La diffusion est un sport de combat

novembre 2009
Comment un mensuel atypique réussit-il l'exploit de trouver sa place chez les marchands de journaux en Paca ? Ben, c'est pas facile.

« Ce journal de merde ! » Contrairement à ce que son statut peut laisser penser, un kiosquier n’est pas toujours accueillant. Et même, de temps en temps, carrément hostile lorsque le Ravi frappe à sa porte. A l’image de ce quinquagénaire d’un quartier populaire de Six-Fours-les-Plages démarché en avril dernier.

Curieusement, les dépositaires de presse préfèrent souvent vendre un « féminin » ou du porno à 7,50 Euros plutôt qu’un mensuel pas pareil à 2,80 Euros… Paraît qu’il est donné (véridique !) et, évidemment, pas assez acheté. La ritournelle est quasiment la même depuis six ans. Et depuis son lancement, le Ravi doit se battre pour être vendu. Et acheté. En jeu : sa visibilité chez les dépositaires.

Consigne 1 –
Restituez sans rien changer le passage de l'article sur la diffusion du Ravi qui va de « La diffusion est » à « en avril dernier. ».
Consigne 2 –
D'après l'article sur la diffusion du Ravi, à quel prix le mensuel est-il vendu ?
Consigne 3 –
Indiquez si chacune des affirmations suivantes concorde avec l'article sur la diffusion du Ravi, en répondant par oui ou par non et en citant les mots décisifs de l'article : (a) le kiosquier hostile de Six-Fours-les-Plages a été démarché en avril ; (b) le Ravi est un hebdomadaire ; (c) un kiosquier se montre toujours accueillant.

Entrées du jeu de données
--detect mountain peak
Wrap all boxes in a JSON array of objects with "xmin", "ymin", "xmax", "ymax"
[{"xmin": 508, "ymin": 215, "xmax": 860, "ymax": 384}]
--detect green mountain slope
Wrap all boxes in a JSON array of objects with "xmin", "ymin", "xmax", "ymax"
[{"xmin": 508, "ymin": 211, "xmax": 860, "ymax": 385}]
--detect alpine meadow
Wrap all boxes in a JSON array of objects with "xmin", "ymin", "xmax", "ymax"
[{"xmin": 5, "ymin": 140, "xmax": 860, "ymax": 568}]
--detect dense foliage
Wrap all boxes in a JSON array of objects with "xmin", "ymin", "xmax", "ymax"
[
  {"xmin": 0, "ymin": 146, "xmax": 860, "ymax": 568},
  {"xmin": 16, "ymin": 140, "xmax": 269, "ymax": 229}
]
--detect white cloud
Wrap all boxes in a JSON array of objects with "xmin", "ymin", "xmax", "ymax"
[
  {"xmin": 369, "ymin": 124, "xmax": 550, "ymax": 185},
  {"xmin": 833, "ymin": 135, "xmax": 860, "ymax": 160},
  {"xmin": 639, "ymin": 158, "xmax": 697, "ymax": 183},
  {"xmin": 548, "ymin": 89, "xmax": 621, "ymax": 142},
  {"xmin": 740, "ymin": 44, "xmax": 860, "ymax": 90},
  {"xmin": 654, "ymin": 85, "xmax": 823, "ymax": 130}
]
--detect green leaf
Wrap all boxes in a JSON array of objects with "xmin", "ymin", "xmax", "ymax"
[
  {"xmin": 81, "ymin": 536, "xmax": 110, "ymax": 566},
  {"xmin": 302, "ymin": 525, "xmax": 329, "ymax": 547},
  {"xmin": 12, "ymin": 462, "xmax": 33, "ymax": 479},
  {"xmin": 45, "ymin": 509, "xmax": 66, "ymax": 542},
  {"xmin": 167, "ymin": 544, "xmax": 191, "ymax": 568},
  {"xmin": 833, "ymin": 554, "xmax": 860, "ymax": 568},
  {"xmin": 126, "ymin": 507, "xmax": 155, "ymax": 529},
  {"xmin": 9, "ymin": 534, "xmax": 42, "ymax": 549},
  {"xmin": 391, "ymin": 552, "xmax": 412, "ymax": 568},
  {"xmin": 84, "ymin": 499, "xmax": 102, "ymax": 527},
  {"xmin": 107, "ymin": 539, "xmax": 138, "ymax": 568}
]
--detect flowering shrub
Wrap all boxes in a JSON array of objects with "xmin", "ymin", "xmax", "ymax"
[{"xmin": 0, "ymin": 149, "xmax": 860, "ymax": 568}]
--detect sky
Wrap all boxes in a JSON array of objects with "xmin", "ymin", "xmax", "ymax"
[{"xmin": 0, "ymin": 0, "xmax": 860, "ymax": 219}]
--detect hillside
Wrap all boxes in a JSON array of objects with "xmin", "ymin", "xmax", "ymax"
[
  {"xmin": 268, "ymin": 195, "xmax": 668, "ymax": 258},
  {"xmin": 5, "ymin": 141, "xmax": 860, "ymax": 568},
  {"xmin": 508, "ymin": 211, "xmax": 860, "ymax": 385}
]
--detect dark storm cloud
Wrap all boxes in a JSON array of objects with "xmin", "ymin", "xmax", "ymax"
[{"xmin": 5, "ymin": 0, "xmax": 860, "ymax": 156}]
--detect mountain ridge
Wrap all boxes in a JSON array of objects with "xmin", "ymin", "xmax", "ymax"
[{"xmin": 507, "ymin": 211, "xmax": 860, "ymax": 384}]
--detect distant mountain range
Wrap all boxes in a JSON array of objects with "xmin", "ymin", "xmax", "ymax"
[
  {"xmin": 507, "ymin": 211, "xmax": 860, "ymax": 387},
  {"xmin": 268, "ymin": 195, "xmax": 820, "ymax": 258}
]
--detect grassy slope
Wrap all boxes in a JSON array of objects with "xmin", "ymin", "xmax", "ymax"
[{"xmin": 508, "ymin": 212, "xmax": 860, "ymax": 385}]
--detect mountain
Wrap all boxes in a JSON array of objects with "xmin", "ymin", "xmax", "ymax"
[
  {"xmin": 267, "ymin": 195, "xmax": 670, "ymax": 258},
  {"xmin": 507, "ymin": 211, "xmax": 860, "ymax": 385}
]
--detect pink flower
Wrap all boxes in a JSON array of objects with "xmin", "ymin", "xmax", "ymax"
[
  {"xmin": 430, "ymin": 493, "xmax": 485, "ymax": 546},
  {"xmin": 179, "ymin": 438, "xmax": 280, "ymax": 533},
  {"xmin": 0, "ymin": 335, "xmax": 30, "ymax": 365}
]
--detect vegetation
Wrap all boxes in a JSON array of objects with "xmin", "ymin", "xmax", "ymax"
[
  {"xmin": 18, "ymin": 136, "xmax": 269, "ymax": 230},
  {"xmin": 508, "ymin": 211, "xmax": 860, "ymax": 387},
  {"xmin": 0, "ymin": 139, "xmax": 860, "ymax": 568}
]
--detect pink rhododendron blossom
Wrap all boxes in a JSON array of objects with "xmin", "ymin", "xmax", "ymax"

Réponse 1 –
La diffusion est un sport de combat

novembre 2009
Comment un mensuel atypique réussit-il l'exploit de trouver sa place chez les marchands de journaux en Paca ? Ben, c'est pas facile.

« Ce journal de merde ! » Contrairement à ce que son statut peut laisser penser, un kiosquier n’est pas toujours accueillant. Et même, de temps en temps, carrément hostile lorsque le Ravi frappe à sa porte. A l’image de ce quinquagénaire d’un quartier populaire de Six-Fours-les-Plages démarché en avril dernier.

Réponse 2 –
Il est vendu 2,80 Euros.

Réponse 3 –
(a) Oui : « démarché en avril dernier ».
(b) Non : « un mensuel pas pareil à 2,80 Euros ».
(c) Non : « un kiosquier n’est pas toujours accueillant ».